■ PETUNJUK LATIHAN ■
Salin ulang tanpa perubahan satu bagian dari artikel tentang alergi dan autisme di bawah ini. Mulailah dari kata-kata yang memuat "2. Teori metabolisme" dan berhentilah setelah kata-kata "gangguan ke otak.".

■ TEKS SUMBER ■
◇ ◇ ◇

Ternyata Alergi Bisa Sebabkan Autisme
Alergi adalah suatu proses inflamasi yang tidak hanya berupa reaksi
cepat dan lambat, melainkan juga merupakan proses inflamasi kronis yang
kompleks. Biasanya alergi akan muncul sejak penderita masih anak-anak. Meski terlihat sepele, alergi ternyata bisa menyebabkan autisme atau gangguan saraf pada otak.
Hal tersebut diperkuat oleh beberapa teori yang menyatakan bahwa
alergi bisa mengakibatkan gangguan pada sistem susunan saraf pusat si
penderitanya. Setidaknya ada empat teori yang bisa jadi bukti bahwa alergi dapat menyebabkan autisme. Simak penjelasannya berikut ini:
1. Teori gangguan di organ sasaran
Berbagai hasil dari proses alergi, seperti sel basofil, eosinofil,
limfosit, dan beragam molekul (IgE, mediator sitokin, dan kemokin)
merupakan komponen yang berperan dalam peradangan di organ tubuh manusia.
Gejala klinis yang terjadi karena reaksi imunologik tersebut adalah
dapat mengganggu organ tertentu yang disebut organ sasaran.
Contohnya,
alergi di paru-paru efeknya adalah batuk atau asma,
jika sasarannya kulit akan terlihat sebagai urtikaria, dan jika organ
sasarannya saluran pencernaan maka gejalanya adalah diare.
Disamping itu, sistem susunan saraf pusat atau otak juga dapat menjadi organ sasaran alergi.
Sistem susunan saraf pusat adalah pusat koordinasi tubuh. Maka bisa
dibayangkan kalau otak terganggu akan banyak kemungkinan manifestasi
klinik yang ditimbulkannya, termasuk gangguan perilaku pada anak (autisme). Apalagi gejala alergi sering menimbulkan proses peradangan yang lama dan kompleks.
2. Teori metabolisme sulfat
Seperti pada penderita intoleransi makanan, kemungkinan juga dapat terjadi pada alergi makanan karena gangguan dalam metabolisme sulfat di tubuh. Gangguan Metabolisme sulfat juga diduga sebagai penyebab gangguan ke otak.
Bahan makanan mengandung sulfur yang masuk ke tubuh dirubah menjadi
sulfat dan dibuang melalui urine.

◇ ◇ ◇

■ ISI DAFTAR ■
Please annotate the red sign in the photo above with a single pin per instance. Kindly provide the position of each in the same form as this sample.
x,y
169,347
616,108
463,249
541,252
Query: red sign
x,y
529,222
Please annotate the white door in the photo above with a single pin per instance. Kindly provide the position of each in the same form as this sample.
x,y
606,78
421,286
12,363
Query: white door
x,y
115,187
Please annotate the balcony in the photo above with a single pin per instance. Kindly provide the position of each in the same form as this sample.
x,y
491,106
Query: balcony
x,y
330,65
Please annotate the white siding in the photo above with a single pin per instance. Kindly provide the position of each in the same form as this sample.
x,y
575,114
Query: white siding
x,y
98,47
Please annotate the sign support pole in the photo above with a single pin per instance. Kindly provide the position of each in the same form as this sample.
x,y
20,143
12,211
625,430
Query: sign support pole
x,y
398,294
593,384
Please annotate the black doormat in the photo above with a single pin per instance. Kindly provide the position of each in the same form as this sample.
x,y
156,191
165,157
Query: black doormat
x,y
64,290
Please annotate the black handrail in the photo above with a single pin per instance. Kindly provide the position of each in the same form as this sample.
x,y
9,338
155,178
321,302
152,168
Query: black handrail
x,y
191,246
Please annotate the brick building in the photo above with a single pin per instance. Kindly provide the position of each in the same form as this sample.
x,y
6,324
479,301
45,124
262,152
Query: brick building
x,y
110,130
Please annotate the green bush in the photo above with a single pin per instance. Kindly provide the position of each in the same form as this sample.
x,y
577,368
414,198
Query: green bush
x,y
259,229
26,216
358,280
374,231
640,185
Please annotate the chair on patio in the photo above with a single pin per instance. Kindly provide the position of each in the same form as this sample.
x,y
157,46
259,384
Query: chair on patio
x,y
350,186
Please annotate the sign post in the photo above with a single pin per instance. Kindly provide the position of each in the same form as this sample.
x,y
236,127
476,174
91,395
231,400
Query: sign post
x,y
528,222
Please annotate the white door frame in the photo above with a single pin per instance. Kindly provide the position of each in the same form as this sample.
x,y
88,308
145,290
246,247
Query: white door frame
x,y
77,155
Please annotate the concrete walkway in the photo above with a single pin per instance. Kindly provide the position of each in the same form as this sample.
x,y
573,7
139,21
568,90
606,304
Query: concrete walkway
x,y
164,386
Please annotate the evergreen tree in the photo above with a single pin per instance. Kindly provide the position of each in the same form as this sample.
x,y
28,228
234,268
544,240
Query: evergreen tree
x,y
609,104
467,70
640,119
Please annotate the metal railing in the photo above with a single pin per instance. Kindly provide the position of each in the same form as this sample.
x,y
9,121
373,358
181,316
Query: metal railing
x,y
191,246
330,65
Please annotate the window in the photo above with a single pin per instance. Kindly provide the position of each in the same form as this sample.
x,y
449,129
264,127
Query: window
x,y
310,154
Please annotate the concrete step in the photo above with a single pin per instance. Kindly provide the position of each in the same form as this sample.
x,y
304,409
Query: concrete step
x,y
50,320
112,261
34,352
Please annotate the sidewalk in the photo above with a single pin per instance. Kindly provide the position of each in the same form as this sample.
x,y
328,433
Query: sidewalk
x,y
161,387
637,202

◇ ◇ ◇

■ JAWABAN TERTULIS ■
2. Teori metabolisme sulfat
Seperti pada penderita intoleransi makanan, kemungkinan juga dapat terjadi pada alergi makanan karena gangguan dalam metabolisme sulfat di tubuh. Gangguan Metabolisme sulfat juga diduga sebagai penyebab gangguan ke otak.